[start PASSAGE TO READ]

1. There is the human view—the child is dead, trouble not the Master. Men see the outside; they deal with facts rather than with principles; they see the circumference, not the centre. 2. There is Christ’s view—only believe; man is called beyond facts, he is called into the sanctuary of God’s secret. We often put the period where God Himself puts only a comma: we say “dead,” when God Himself says “sleepeth.”—J. Parker, D.D.
III. If your faith is going to be bigger than your fears, you can’t be distracted by the unbelief of others (V. 37-40)
5:37 Peter, James, and John constitute the so-called “inner circle” of the disciples
The word of hope (v. 39). When Jesus and Jairus arrived at the house, they saw and heard the professional Jewish mourners who were always summoned when a death occurred. It was traditional for them to wail loudly, to weep, and to lead the family and friends in lamentation. The presence of the mourners in the home is proof that the girl was actually dead, for the family would not have called them if there had been even the slightest hope that the girl was still alive.
“The child is not dead but sleeps!” were our Lord’s words of hope to Jairus and his wife. To the believer, death is only sleep; for the body rests until the moment of resurrection (1 Thes. 4:13–18).
The Mishna (completed about A.D. 220) quotes Rabbi Judah that for a burial “even the poorest in Israel should hire not less than two flutes and one wailing woman.” Of course, the ruler of the synagogue was not likely a poor man.
5:40. The mourners’ laughter at this point seems out of place. If they were truly grieving and expressing concern for the family, we would expect them to be angry or outraged over the hurt being done to the family. But they laughed. It was the laugh of unbelief, and this unbelief kept them from witnessing Jesus’ great miracle. He ordered them all out of the house. Jesus never performed for the unbelieving crowds. The only ones who would witness this miracle were three of his disciples, Jairus, and Jairus’s wife.

[end PASSAGE TO READ]

DIRECTION A: Please list every Bible verse reference cited in the commentary about Jairus, in the form it takes there.
DIRECTION B: Resume the Bible commentary about Jairus after its last sentence.
The data has nothing to do with the Bible commentary about Jairus.

[start MATERIAL SUPPLIED]

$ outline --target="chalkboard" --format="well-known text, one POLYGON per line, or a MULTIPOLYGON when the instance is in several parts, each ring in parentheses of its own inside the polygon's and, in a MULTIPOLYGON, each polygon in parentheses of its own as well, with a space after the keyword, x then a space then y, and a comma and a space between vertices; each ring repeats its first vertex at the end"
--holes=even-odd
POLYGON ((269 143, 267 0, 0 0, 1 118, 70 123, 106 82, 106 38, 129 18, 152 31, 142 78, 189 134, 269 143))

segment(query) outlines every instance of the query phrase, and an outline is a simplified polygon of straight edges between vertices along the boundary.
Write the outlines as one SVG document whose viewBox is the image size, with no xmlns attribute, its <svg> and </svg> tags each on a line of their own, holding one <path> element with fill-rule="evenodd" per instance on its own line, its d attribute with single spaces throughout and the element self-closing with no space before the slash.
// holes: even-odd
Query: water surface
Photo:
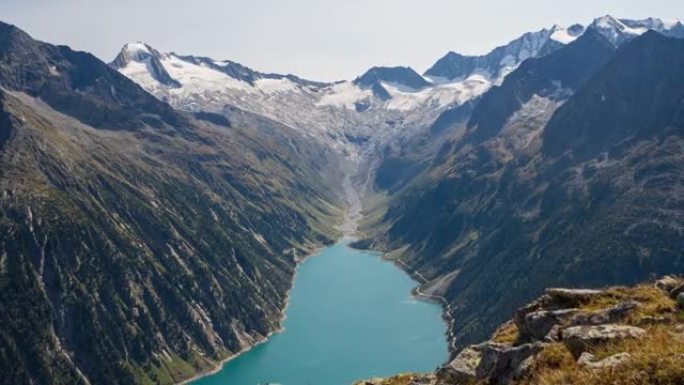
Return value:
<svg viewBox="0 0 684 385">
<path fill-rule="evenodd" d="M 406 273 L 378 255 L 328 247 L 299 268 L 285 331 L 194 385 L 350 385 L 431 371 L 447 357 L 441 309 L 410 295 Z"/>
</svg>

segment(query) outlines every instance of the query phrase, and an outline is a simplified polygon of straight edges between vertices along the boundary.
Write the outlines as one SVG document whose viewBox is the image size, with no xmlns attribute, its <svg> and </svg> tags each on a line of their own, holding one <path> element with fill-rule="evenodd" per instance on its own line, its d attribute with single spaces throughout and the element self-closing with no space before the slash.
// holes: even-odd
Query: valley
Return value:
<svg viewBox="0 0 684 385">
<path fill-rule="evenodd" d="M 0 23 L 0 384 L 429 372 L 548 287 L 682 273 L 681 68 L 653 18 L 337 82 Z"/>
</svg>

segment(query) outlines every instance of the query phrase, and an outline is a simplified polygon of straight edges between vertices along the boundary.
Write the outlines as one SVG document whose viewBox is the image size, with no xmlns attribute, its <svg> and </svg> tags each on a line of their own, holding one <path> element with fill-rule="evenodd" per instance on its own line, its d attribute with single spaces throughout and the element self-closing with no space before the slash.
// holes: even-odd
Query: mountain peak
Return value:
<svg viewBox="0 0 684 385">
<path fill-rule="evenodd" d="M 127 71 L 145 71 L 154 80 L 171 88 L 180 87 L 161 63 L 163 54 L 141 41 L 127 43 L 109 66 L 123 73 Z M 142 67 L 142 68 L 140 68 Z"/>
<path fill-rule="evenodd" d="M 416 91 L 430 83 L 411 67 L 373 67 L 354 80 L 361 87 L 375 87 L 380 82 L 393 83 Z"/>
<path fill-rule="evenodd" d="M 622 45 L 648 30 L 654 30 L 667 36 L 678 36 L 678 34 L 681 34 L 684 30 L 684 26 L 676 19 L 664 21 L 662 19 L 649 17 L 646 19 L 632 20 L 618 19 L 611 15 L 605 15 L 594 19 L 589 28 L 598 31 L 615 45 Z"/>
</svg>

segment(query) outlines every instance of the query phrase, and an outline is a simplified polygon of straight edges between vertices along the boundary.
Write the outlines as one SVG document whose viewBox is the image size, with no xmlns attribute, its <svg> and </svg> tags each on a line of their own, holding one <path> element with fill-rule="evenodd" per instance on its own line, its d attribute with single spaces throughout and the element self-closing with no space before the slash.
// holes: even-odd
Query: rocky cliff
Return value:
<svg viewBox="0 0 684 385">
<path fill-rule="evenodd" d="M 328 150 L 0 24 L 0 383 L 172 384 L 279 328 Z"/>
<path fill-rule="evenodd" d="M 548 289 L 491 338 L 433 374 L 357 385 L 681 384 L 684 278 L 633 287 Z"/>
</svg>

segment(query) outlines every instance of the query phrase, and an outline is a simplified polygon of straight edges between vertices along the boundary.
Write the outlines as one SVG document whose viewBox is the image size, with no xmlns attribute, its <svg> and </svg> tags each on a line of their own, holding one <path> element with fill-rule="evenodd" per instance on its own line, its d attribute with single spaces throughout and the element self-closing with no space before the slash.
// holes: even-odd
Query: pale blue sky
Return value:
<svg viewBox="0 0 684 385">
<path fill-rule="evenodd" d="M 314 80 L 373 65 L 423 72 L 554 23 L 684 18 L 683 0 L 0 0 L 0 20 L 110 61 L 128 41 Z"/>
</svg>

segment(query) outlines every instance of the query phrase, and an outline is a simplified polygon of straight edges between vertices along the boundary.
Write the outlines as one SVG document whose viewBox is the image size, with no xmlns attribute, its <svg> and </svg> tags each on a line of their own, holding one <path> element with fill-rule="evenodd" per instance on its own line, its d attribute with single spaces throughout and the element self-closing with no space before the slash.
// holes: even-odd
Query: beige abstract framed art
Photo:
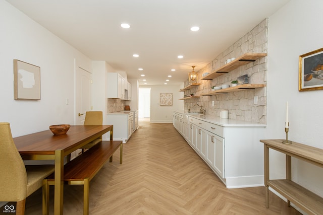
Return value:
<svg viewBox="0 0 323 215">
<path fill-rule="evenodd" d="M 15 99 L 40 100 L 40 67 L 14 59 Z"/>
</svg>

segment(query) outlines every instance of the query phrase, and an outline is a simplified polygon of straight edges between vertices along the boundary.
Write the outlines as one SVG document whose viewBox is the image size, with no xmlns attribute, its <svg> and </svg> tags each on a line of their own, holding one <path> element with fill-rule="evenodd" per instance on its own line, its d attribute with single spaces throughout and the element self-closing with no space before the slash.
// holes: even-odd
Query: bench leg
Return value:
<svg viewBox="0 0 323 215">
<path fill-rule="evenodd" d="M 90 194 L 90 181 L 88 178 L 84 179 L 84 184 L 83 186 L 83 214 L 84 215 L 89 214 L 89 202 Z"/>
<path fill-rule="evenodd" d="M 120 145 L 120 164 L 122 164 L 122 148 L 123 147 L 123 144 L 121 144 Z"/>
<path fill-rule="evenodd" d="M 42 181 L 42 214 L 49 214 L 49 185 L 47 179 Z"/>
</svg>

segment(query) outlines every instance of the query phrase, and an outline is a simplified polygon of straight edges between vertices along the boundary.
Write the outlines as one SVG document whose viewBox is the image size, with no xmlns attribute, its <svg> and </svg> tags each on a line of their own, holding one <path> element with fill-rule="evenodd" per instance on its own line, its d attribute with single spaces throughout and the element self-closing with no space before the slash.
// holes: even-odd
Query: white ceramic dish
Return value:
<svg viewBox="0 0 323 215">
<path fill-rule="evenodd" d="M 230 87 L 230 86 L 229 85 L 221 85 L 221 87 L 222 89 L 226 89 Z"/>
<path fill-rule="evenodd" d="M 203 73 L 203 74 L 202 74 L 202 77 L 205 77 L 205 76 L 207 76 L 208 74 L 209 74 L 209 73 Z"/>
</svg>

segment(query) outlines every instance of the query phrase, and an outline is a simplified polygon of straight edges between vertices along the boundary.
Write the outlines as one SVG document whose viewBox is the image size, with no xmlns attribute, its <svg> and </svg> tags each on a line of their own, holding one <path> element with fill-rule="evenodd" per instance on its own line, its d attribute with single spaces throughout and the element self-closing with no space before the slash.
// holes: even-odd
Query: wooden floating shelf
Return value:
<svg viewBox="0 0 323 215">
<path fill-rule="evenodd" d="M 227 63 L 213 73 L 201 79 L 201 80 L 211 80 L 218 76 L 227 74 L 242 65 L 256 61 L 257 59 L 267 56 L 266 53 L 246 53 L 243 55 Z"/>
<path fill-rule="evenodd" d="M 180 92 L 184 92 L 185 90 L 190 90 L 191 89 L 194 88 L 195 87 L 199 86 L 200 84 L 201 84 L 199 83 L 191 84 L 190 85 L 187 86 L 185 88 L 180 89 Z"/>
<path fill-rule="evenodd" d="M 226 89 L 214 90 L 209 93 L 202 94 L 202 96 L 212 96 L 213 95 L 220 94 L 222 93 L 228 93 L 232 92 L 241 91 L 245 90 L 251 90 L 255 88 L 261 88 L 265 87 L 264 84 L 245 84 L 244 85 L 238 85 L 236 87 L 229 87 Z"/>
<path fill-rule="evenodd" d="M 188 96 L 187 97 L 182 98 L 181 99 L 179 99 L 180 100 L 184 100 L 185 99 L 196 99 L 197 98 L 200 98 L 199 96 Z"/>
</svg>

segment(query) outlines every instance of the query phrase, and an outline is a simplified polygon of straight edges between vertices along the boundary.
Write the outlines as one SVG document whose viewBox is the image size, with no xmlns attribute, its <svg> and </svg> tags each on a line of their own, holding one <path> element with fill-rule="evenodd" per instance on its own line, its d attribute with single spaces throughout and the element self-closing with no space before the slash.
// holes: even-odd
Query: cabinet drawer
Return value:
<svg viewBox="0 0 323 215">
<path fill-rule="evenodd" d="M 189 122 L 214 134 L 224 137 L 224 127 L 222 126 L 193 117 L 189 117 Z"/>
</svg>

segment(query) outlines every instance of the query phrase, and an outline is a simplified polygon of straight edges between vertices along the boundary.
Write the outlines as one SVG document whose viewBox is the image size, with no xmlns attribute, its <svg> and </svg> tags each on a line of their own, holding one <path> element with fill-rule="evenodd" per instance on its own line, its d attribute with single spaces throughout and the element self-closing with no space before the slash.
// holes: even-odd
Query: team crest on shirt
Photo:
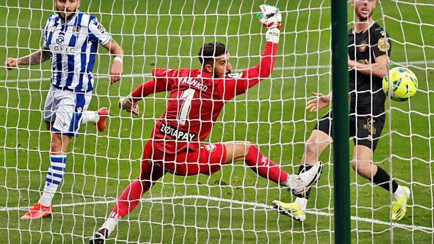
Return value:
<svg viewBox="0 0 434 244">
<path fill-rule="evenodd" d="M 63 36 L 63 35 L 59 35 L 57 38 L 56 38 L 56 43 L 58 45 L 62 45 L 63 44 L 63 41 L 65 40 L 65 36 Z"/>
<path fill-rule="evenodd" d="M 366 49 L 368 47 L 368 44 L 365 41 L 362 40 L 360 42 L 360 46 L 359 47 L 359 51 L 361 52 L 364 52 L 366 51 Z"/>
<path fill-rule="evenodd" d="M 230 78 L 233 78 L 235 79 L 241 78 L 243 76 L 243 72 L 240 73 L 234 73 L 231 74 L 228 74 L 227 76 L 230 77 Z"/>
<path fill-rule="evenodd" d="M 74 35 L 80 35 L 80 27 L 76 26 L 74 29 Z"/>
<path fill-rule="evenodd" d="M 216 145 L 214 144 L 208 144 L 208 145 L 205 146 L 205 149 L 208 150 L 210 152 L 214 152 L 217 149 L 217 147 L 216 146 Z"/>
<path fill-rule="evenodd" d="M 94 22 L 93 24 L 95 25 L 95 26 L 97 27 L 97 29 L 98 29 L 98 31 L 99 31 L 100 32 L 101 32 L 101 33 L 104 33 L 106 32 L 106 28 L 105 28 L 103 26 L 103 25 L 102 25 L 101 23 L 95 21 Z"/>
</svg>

[end MATERIAL SUPPLIED]
[start MATERIAL SUPPLIED]

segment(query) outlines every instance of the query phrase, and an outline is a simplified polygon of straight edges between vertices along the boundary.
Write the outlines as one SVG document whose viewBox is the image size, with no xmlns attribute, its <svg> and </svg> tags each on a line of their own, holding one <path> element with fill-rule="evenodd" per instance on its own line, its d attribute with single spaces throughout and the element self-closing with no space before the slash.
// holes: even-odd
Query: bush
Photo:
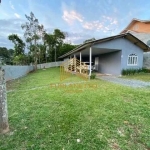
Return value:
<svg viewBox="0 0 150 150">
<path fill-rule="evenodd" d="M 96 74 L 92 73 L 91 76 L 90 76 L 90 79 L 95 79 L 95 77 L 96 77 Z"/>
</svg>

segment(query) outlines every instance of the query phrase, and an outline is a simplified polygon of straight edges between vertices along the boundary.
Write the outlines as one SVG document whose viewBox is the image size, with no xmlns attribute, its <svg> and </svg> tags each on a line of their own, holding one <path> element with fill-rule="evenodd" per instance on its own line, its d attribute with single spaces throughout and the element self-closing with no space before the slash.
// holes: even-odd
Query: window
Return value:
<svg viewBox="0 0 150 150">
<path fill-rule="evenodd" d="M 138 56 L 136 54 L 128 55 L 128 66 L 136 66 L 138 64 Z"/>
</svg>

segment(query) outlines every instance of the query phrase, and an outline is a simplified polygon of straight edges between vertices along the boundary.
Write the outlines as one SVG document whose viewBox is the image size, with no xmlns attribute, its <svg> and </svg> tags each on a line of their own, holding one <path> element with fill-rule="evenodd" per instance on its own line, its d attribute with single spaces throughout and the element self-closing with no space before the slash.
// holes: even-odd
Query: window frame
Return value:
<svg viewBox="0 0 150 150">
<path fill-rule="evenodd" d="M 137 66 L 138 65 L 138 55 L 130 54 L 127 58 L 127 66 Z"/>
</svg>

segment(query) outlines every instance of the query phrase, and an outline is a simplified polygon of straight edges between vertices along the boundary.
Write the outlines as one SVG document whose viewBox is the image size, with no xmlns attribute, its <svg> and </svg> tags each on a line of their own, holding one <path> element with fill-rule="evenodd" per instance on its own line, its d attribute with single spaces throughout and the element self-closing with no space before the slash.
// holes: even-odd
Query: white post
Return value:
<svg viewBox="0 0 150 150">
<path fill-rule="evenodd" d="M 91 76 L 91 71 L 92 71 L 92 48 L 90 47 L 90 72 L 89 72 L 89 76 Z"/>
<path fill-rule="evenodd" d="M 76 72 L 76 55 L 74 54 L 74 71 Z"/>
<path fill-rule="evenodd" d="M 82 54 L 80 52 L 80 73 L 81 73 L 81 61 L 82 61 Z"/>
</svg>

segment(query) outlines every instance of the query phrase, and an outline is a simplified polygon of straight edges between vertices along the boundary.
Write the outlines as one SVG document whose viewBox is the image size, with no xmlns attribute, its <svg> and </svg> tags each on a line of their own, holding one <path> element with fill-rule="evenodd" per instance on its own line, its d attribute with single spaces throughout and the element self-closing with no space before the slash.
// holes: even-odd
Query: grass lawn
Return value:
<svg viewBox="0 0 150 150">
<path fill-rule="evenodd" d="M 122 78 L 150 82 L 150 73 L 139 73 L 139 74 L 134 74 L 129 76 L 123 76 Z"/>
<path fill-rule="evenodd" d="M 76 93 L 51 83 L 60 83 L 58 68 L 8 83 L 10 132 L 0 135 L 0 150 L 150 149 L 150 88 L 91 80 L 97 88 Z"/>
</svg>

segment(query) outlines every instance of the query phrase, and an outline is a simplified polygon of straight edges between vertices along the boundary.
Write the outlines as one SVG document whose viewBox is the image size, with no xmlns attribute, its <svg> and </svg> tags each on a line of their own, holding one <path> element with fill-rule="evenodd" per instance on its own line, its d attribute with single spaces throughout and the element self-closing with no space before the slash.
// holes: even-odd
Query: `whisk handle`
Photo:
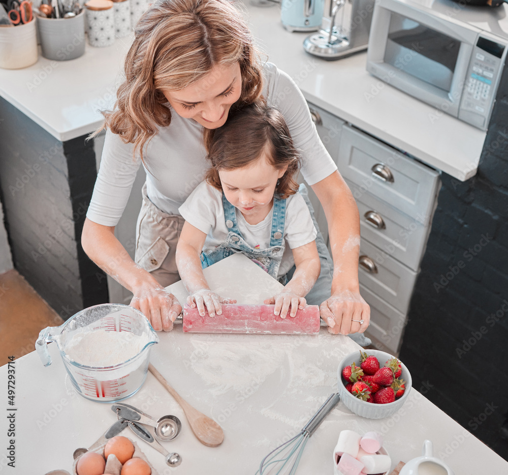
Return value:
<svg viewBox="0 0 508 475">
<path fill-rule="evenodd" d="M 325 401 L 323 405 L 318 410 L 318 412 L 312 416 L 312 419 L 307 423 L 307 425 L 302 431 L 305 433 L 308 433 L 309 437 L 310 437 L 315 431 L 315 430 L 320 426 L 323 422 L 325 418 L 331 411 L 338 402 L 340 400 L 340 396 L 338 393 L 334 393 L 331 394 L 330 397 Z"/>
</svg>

[end MATERIAL SUPPLIED]

EXPECTED ANSWER A:
V. 37-40
5:37
v. 39
1 Thes. 4:13–18
5:40

EXPECTED ANSWER B:
IV. If your faith is bigger than your fears, you can witness Jesus solving all your problems (V. 41-43)
The word of love and power (v. 41). Unbelief laughs at God’s Word, but faith lays hold of it and experiences the power of God. Jesus did not make a spectacle of this miracle. He was sensitive to the feelings of the parents and grieved by the scornful attitude of the mourners. Talitha cumi is Aramaic for “Little girl, get up!” Jesus added, “I say unto thee” (with the emphasis on the I), because it was by His authority that her spirit returned to her body (Luke 8:55). The words were not some magic formula that anybody might use to raise the dead.
Ver. 41. “Talitha cumi” was a common term of endearment, used by loving mothers to wake their children. The old familiar words were what Jesus used.
At once Jesus proved himself stronger than death. Other similar miracles involved the son of the widow of Nain (Luke 7:15) and Lazarus of Bethany (John 11:44), although neither is recorded in Mark.
Romans 4:17 says that God gives life to the dead and calls those things which do not exist as though they did.